== Reading passage ==

# Movie Buffs



## USMike (Mar 16, 2003)

Not sure if it was popular outside the US but I have a question about the movie 'Patton.'

Does anyone remember anything about the General's dog???

THANKS


----------



## Roy (Feb 23, 2003)

http://www.pattonhq.com/willie.html


----------



## USMike (Mar 16, 2003)

THANKS Roy,

That is a great site. I'll take a longer look soon. I'm a sort of WWII history buff.

I was thinking more along the lines of the scene in the movie when Patton was speaking to a group of English ladies and had Willy with him. In the scene, Patton is talking one-on-one with a lady who has a small dog on a leash. The small dog sniffs Willy and barks. In the next shot you see Willy shrinking away, yipping with his tail between his legs. Wish I could remember Patton's line. Something to the effect of "Get some balls, dog."


----------



## Sargon (Feb 24, 2003)

Now that you gave us the scene I do remember it. I couldn't find the quote though. Here are some other good ones from the movie.

===
== Records ==

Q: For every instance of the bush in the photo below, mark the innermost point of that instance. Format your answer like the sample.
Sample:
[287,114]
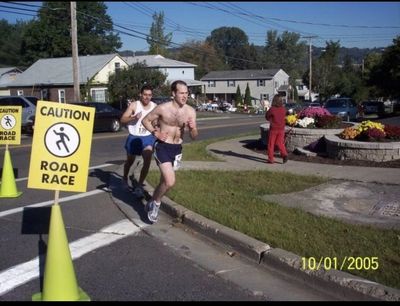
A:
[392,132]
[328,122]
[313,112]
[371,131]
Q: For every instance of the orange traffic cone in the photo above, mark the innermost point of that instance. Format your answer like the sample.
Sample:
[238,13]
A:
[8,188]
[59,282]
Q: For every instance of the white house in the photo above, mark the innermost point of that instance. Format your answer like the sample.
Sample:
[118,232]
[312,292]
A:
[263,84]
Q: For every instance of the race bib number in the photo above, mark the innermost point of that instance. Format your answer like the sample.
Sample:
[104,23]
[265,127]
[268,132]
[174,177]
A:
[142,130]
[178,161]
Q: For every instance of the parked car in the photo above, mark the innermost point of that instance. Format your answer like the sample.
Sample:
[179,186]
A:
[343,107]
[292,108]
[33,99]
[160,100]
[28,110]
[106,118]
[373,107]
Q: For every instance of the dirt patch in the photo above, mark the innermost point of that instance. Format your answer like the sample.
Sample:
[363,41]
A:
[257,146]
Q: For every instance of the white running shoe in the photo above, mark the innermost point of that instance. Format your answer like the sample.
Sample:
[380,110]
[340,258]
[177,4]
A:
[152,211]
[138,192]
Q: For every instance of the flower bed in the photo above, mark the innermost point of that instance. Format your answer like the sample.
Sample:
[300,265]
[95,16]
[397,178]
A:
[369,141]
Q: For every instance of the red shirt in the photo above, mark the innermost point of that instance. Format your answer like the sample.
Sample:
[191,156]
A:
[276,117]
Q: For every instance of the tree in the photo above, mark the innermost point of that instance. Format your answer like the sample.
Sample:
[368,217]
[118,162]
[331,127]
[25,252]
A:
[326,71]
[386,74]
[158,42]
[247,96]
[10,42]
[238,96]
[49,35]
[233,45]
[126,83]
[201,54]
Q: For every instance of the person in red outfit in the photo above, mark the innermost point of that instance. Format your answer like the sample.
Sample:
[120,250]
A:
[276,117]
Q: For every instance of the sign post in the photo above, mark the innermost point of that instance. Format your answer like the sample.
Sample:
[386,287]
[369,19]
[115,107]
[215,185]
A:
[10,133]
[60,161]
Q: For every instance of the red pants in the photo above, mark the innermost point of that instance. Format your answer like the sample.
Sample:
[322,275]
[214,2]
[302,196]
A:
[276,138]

===

■ **Task instructions**
#1 In the forum thread about the movie Patton, what kind of history buff does USMike say he is?
#2 List every username that posts in the forum thread about the movie Patton.

■ **Expected answers**
#1 A sort of WWII history buff.

#2 USMike, Roy, Sargon